▶ _Directive A_: According to the outage notice, what hardware is being replaced tonight?

▶ _Selected excerpt_:
==*==
I plan to take most services off line between 11pm-12pm tonight, March
12th, 2024, for about twenty minutes to replace a failed network interface
card in one of the servers. Because this server provides some disk storage
for most of the machines via NFS this means most services will be unavailable
during that interval.

Outage

     The machine that is doing double duty as a webhost and router is ill.  I have it running in a crippled state but if it reboots it will not come up automatically.

     For those who are interested in the technical details and may have encountered this before and can provide some hints, what is happening is that when it boots it tried to create system users with systemd-sysusers.service which runs systemd-sysusers as a one-shot, it does not complete however and times out.

     The other thing that is not working is mdmonitor which uses mdadm to build the RAID devices (everything on this machine is on RAID).

     So after both of these timeout, I can login to single user shell, run them by hand, and they run fine.  Hence the big mystery.  I am going to go back tonight and try rebuilding initramfs on the off chance it is broken.  If that fails I’m going to attempt an upgrade to 24.04, I did manage to get the old web server which was doing something similar working this way.

     But if worst comes to worst I am going to have to re-install the machine and that may take a while.  So service may be spotty tonight.  I apologize for that but sometimes things just don’t give you an option.
==*==
▶ _Dataset entries_:

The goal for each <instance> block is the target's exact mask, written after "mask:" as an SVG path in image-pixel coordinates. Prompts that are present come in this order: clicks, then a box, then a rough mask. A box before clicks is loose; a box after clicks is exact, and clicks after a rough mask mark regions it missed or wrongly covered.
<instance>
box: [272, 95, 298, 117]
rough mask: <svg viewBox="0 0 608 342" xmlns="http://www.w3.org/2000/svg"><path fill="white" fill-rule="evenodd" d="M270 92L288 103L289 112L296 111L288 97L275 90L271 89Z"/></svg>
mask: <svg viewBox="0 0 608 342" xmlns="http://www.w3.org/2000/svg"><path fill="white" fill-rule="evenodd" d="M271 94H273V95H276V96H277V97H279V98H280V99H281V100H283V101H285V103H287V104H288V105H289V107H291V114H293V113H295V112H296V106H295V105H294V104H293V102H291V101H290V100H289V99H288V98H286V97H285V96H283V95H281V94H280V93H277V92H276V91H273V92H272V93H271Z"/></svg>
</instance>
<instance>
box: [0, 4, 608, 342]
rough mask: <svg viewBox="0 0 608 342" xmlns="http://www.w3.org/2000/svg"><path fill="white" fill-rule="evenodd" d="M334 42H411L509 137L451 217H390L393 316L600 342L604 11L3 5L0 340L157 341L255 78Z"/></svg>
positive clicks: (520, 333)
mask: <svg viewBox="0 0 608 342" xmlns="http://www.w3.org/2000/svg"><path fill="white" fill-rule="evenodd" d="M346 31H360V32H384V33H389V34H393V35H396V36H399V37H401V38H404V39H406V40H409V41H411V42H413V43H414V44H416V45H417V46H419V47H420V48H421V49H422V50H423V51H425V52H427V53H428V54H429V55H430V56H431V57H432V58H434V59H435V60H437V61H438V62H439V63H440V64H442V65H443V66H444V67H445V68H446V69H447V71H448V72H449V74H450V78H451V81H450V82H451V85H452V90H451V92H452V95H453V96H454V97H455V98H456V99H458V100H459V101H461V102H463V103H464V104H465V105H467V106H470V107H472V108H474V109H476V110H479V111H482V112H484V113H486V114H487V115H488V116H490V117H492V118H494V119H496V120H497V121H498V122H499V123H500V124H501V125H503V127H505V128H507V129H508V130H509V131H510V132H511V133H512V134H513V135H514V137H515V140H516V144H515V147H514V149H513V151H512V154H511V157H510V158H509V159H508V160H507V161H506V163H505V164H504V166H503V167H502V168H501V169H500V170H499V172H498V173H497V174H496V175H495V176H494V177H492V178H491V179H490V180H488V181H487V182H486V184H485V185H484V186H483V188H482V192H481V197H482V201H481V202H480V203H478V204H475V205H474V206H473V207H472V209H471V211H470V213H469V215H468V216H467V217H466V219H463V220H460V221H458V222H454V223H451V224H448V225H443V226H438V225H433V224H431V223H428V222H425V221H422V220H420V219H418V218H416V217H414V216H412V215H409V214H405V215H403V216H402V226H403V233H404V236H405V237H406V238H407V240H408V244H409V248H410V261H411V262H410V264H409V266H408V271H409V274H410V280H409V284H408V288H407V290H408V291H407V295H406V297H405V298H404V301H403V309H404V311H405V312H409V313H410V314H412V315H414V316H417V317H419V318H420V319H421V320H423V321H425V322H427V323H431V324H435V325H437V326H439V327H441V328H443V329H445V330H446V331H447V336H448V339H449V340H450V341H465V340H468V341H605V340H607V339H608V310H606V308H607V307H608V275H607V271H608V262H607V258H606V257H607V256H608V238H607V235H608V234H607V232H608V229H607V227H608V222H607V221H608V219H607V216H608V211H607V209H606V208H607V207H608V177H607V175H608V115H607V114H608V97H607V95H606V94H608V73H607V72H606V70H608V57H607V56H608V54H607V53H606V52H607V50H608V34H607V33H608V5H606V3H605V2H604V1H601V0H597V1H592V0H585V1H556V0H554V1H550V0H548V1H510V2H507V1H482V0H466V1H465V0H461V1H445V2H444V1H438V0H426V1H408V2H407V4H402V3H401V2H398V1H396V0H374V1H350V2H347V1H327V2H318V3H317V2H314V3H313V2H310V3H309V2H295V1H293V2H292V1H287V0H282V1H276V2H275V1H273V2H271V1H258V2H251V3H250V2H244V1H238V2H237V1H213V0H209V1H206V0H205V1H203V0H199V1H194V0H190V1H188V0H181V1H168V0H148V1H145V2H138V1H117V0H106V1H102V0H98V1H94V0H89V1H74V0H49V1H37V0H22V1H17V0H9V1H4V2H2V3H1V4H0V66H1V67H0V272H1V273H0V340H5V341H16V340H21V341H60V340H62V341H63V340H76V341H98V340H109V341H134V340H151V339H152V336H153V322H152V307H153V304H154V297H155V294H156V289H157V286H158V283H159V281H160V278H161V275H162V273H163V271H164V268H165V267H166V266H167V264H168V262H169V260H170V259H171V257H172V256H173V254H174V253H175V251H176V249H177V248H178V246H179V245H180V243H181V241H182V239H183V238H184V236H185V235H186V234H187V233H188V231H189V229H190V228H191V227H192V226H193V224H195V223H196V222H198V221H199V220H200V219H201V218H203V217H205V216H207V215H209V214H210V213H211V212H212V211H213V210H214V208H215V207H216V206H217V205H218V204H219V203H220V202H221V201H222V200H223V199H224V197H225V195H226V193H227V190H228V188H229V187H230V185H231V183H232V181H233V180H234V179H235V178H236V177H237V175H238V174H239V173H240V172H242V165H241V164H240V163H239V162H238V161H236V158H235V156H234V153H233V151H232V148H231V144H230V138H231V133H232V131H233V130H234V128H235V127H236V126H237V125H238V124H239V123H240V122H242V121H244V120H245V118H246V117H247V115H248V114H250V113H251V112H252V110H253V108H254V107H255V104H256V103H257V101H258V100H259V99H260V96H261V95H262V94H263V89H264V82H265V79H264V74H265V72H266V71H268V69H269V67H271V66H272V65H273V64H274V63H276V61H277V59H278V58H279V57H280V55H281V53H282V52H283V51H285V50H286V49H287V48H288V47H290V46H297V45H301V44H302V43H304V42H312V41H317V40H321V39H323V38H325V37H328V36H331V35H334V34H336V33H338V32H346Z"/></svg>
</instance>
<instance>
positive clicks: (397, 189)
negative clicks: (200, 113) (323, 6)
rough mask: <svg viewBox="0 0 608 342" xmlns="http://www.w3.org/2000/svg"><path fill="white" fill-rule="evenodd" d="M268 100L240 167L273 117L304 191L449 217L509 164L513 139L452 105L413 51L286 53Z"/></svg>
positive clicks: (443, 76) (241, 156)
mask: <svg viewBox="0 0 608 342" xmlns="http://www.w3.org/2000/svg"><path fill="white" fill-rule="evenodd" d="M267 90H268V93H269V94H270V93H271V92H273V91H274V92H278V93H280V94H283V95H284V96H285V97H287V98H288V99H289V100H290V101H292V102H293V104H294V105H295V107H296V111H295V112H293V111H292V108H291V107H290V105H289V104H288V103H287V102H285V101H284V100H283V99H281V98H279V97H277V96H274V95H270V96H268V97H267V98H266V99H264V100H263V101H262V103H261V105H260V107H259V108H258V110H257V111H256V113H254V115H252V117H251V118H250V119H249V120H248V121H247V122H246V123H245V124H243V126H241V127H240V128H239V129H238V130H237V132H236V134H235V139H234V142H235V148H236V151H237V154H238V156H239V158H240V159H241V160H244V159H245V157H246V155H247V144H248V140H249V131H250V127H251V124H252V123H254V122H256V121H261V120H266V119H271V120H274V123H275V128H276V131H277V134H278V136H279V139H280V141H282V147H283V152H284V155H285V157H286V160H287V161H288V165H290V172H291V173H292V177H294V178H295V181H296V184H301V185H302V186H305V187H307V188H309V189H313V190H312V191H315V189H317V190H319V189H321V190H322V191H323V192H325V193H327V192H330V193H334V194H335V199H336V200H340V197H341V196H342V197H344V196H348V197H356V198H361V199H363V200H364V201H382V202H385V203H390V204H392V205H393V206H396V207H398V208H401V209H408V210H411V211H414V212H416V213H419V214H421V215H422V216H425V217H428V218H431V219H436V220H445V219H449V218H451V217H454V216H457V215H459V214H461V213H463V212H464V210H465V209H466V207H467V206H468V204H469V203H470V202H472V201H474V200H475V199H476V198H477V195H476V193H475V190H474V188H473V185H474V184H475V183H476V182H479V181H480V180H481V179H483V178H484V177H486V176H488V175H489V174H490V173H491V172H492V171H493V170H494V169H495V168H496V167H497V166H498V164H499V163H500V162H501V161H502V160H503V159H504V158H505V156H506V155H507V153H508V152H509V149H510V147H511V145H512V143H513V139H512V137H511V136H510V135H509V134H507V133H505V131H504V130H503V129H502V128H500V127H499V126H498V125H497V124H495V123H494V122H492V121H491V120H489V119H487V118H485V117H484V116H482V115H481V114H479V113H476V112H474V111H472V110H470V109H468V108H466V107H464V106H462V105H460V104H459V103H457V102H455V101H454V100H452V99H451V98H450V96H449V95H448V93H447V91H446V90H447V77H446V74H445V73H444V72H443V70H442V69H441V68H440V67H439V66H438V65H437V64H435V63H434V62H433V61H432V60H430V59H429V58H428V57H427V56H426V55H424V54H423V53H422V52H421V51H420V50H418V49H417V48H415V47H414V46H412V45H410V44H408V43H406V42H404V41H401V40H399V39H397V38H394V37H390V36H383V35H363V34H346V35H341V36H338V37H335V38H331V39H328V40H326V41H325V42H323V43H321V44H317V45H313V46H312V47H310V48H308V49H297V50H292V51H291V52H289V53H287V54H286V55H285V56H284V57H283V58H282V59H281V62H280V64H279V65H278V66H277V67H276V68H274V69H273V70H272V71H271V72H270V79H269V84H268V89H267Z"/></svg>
==*==
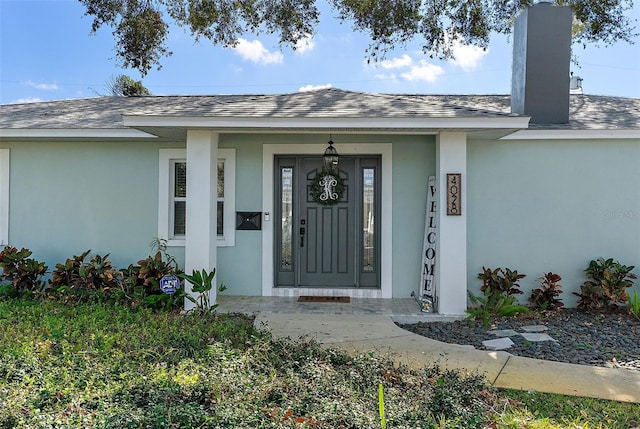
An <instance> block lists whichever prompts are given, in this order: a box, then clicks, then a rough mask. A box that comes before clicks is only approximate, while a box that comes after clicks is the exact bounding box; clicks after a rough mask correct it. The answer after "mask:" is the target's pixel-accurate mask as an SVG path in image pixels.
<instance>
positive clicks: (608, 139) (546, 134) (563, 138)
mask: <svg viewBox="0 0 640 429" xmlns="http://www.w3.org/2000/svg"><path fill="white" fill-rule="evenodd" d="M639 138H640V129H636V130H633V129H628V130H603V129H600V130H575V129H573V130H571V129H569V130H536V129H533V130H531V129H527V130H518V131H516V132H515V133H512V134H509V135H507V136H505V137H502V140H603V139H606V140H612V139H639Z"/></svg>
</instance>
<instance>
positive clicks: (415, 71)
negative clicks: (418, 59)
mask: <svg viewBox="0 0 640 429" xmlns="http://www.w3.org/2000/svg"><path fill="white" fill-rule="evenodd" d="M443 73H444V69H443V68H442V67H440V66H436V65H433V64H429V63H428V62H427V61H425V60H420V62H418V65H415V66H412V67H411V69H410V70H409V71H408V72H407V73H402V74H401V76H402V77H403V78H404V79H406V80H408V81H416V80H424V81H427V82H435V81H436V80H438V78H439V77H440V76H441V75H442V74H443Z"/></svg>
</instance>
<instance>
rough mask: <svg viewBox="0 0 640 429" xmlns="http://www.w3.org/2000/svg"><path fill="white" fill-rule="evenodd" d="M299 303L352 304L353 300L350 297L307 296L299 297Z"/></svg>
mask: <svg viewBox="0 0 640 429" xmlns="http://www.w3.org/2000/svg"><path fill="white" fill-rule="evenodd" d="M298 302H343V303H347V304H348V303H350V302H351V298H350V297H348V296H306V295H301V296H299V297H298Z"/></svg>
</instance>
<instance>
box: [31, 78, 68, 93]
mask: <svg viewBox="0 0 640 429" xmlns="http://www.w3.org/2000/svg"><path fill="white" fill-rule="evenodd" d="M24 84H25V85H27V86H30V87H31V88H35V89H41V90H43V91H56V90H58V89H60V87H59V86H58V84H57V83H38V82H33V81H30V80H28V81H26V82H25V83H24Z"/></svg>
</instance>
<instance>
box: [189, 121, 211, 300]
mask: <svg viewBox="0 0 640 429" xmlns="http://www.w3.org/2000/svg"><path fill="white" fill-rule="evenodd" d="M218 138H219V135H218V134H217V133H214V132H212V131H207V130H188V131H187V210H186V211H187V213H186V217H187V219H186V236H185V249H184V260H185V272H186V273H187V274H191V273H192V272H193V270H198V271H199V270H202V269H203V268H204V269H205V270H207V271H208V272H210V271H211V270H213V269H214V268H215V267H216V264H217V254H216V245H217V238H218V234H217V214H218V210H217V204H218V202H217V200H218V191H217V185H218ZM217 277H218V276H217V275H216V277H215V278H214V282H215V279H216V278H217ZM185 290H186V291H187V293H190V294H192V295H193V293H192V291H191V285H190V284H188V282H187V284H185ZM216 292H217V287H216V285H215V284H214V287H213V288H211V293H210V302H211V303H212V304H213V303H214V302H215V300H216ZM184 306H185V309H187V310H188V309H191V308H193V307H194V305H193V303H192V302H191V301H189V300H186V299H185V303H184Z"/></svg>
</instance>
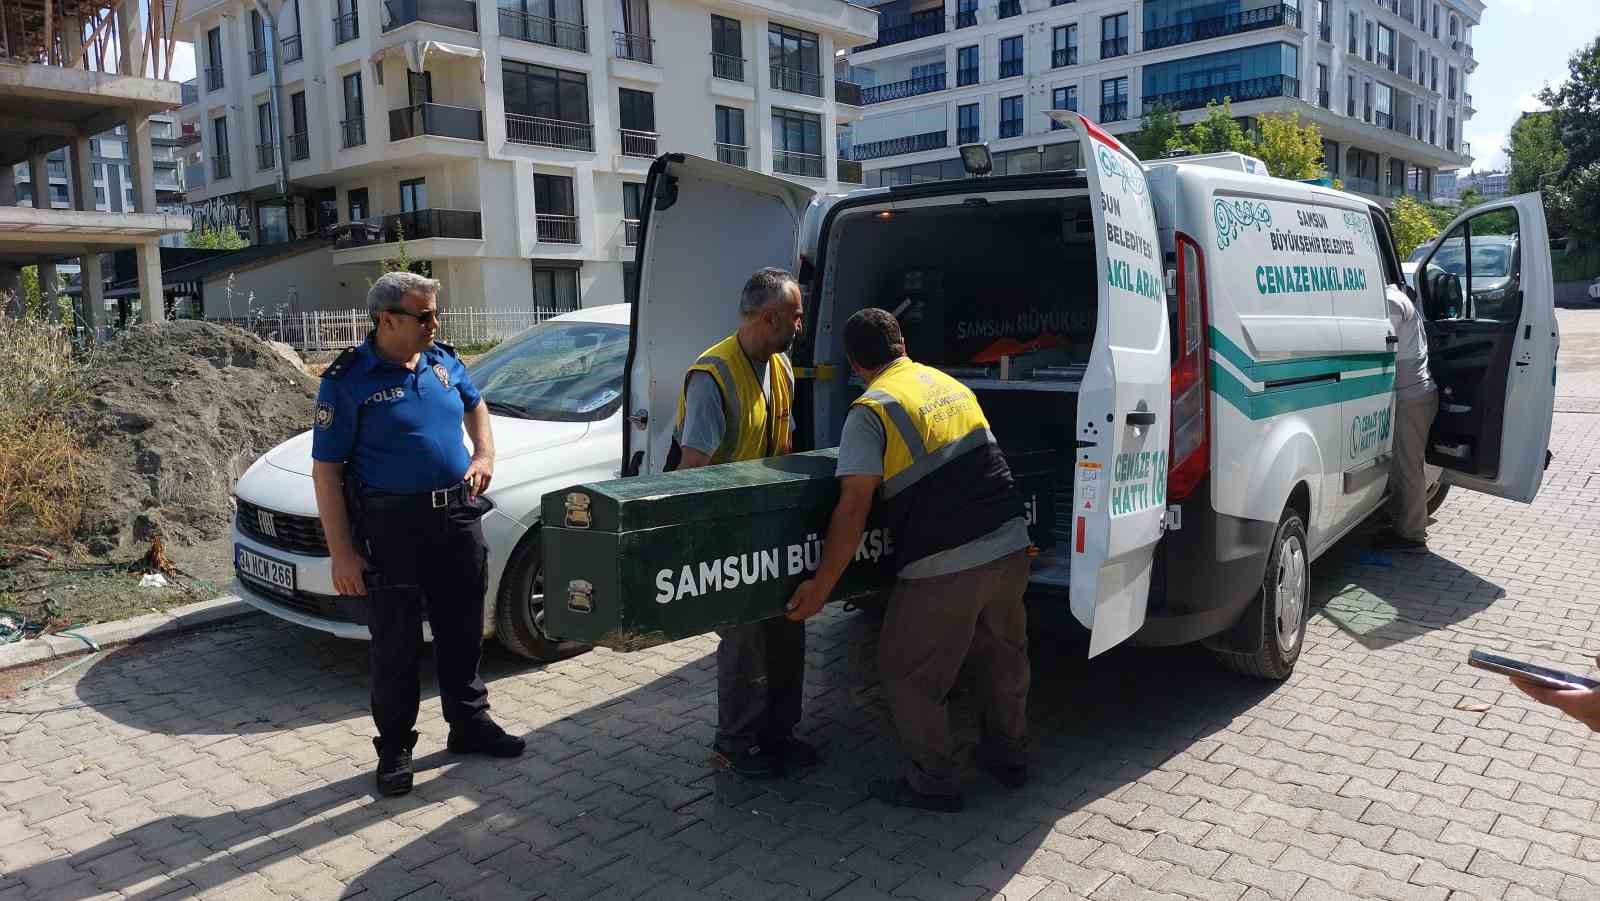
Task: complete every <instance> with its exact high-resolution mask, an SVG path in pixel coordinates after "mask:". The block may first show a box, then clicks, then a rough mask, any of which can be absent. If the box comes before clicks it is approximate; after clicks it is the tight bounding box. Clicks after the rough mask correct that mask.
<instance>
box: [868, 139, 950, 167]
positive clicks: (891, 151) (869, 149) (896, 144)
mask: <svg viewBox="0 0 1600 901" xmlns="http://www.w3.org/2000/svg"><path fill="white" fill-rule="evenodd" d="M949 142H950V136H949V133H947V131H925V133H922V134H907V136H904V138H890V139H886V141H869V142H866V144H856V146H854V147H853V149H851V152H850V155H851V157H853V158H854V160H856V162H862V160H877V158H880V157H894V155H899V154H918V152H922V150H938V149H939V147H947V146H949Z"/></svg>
==*==
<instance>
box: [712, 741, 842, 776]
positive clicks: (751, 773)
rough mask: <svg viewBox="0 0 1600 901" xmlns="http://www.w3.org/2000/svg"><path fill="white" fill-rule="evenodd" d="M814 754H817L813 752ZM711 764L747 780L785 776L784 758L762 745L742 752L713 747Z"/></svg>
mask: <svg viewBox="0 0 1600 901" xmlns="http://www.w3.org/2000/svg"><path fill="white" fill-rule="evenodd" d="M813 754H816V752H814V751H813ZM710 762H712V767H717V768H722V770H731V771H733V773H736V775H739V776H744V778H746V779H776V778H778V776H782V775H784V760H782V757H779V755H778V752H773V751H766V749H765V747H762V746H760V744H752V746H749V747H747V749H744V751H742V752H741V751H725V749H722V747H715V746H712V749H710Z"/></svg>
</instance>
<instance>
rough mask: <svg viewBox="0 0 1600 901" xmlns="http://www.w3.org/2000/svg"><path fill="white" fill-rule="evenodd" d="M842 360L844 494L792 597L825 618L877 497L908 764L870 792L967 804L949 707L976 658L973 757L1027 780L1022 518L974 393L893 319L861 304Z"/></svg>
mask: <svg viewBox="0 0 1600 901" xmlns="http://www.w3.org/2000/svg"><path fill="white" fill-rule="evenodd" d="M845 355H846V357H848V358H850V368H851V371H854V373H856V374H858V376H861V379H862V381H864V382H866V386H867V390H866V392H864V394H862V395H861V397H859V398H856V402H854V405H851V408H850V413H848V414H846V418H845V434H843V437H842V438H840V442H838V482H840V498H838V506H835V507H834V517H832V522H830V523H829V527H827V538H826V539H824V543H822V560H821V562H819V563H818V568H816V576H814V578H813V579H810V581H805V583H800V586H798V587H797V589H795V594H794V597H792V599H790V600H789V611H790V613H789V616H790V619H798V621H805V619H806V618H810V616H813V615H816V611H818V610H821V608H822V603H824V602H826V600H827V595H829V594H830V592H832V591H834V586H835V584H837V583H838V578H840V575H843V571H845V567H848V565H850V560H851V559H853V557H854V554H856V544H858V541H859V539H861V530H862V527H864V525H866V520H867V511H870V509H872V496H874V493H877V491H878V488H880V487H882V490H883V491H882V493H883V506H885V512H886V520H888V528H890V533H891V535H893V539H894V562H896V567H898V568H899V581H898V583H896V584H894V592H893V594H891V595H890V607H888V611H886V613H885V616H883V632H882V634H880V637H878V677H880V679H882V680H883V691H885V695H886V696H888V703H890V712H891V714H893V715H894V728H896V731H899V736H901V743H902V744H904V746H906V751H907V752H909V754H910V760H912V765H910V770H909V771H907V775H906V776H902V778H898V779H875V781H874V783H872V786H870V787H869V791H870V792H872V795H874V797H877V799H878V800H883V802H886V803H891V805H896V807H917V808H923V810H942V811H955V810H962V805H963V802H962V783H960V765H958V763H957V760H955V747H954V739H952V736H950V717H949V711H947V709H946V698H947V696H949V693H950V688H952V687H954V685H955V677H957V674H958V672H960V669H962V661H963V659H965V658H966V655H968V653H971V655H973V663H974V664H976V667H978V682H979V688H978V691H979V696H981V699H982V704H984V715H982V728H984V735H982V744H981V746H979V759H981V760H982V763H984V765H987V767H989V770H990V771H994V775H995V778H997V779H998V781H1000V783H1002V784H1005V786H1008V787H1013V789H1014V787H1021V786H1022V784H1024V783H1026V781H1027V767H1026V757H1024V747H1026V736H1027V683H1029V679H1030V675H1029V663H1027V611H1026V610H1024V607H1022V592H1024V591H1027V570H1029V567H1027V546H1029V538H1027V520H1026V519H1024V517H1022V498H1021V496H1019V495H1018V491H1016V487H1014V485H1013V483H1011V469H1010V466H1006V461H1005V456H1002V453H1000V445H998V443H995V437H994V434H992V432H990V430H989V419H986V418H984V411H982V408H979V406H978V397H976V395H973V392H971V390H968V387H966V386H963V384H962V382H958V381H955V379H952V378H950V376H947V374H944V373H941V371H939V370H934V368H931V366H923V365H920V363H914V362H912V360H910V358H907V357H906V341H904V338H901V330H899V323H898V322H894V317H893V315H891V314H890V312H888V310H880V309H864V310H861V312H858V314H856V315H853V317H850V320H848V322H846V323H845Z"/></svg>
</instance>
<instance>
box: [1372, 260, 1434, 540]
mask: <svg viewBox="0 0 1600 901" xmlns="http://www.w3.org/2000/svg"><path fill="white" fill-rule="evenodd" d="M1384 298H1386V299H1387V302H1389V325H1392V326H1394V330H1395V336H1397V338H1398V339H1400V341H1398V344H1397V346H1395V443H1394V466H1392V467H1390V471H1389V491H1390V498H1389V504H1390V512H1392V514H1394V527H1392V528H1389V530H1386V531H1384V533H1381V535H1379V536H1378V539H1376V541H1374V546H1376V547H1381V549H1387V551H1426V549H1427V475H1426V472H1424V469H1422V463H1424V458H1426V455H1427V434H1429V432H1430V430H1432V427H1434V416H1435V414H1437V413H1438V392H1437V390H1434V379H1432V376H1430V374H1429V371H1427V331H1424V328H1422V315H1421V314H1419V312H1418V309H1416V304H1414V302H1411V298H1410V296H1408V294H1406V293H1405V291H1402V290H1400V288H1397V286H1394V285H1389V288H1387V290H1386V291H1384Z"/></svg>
==*==
▶ _Directive B_: Copy the entries exactly, from the line that contains "The goal for" up to and including the line that contains "92L288 103L289 112L296".

▶ _Worked solution A_: A failed network interface card in one of the servers.

▶ _Worked solution B_:
The goal for each <instance> block is the target's exact mask, written after "mask:" as an SVG path in image-pixel coordinates. Prompts that are present come in this order: clicks, then a box, then a rough mask. A box before clicks is loose; a box after clicks is exact, and clicks after a rough mask mark regions it missed or wrongly covered.
<instance>
box: [272, 95, 298, 117]
rough mask: <svg viewBox="0 0 608 342" xmlns="http://www.w3.org/2000/svg"><path fill="white" fill-rule="evenodd" d="M270 92L288 103L289 112L296 111L288 97L275 90L271 89Z"/></svg>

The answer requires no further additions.